DESCRIPTION OF THE TASK: From the first line of the records below through the line containing "ripple on water in the image above.", copy everything exactly and nothing more.

DATA SUPPLIED:

§ §

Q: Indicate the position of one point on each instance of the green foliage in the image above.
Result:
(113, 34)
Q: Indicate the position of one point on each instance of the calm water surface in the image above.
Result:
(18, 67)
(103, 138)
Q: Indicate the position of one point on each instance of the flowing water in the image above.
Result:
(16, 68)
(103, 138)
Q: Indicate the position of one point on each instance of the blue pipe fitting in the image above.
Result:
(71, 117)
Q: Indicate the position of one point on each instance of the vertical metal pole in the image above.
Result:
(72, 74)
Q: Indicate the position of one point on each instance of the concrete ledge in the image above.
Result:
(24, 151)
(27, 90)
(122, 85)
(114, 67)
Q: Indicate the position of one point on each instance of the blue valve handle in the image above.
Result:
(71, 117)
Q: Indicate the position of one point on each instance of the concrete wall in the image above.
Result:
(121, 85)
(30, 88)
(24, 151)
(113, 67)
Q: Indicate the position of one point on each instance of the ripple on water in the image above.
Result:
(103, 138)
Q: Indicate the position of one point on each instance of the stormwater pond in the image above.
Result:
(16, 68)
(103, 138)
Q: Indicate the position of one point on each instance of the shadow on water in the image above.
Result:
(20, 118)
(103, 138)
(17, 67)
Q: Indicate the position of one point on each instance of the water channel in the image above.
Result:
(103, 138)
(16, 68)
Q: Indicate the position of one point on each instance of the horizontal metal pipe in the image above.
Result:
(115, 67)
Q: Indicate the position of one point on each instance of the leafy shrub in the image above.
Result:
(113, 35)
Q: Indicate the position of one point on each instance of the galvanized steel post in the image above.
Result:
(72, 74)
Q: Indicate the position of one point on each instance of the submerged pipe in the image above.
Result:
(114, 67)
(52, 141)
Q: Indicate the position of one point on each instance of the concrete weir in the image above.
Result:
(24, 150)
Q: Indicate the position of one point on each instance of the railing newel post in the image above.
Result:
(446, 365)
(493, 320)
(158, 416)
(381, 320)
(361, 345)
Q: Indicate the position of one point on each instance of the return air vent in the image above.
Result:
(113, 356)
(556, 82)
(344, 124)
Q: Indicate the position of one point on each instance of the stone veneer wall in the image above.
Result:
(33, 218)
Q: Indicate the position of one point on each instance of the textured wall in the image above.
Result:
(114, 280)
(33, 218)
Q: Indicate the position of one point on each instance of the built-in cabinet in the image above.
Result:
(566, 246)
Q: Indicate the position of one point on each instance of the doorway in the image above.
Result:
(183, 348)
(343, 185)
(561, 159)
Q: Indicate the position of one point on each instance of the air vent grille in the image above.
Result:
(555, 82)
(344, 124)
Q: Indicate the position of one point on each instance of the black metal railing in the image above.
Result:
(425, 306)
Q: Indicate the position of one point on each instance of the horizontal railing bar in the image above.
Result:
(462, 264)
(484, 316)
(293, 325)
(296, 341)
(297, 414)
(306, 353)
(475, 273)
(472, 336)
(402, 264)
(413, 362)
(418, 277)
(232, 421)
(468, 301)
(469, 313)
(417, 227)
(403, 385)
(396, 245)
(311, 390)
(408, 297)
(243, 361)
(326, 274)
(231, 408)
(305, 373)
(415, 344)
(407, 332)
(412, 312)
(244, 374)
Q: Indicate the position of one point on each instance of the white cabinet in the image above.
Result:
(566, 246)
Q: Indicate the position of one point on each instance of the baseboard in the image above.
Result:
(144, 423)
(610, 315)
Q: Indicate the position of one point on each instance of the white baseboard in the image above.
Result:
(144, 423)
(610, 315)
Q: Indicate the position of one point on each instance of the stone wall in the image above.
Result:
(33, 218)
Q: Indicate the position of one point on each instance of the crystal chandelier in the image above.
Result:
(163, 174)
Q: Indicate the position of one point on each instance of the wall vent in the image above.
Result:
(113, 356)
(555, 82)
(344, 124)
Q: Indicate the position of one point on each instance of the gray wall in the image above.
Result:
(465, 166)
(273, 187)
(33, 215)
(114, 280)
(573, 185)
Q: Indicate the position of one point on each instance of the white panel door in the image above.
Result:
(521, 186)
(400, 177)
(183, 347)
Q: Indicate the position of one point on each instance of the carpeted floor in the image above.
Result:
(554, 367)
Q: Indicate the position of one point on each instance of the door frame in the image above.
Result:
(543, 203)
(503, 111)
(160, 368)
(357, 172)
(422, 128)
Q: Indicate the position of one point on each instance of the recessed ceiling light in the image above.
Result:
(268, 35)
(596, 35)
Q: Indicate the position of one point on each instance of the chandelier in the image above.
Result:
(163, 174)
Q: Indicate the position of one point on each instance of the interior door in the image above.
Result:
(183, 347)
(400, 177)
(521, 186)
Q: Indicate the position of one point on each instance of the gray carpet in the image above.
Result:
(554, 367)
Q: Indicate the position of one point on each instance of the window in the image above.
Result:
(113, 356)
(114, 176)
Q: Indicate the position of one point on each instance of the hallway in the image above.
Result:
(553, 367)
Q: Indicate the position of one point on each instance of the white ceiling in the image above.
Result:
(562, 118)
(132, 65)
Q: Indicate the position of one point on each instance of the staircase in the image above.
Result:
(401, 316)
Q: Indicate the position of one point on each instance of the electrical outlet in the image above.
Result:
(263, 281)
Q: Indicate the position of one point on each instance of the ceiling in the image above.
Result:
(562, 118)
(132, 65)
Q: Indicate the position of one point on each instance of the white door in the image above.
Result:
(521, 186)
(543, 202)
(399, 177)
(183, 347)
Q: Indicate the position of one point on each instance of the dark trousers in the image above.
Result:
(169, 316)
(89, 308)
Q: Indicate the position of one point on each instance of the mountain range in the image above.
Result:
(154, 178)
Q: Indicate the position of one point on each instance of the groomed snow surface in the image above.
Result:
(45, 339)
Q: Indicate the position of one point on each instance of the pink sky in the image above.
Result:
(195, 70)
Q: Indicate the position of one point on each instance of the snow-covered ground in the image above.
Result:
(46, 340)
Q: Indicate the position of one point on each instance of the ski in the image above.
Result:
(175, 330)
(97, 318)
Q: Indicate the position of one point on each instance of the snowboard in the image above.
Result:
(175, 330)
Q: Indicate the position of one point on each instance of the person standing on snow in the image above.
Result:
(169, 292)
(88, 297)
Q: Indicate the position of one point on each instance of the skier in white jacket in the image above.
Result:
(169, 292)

§ §

RESULT OF THIS TASK:
Q: Indicate the position of one point on each instance of the green foliage in the image above.
Result:
(113, 34)
Q: Indicate the position of one point on each instance of the calm water surface in the image above.
Result:
(18, 67)
(103, 138)
Q: Indicate the position of one point on each instance of the flowing water in the image above.
Result:
(16, 68)
(103, 138)
Q: Indicate the position of one point on each instance of the blue pipe fitting in the image above.
Result:
(71, 117)
Q: Indicate the position of one point on each instance of the vertical metal pole in the image above.
Result:
(72, 74)
Q: Indicate the position of one point on each instance of the concrete ledge in the image above.
Result:
(24, 151)
(27, 90)
(122, 85)
(114, 67)
Q: Indicate the position of one point on each instance of the blue valve handle in the image above.
Result:
(71, 117)
Q: Indicate the position of one point on each instance of the concrete wall in the image above.
Result:
(121, 85)
(30, 88)
(24, 151)
(113, 67)
Q: Indicate the position of one point on each instance of the ripple on water in the image above.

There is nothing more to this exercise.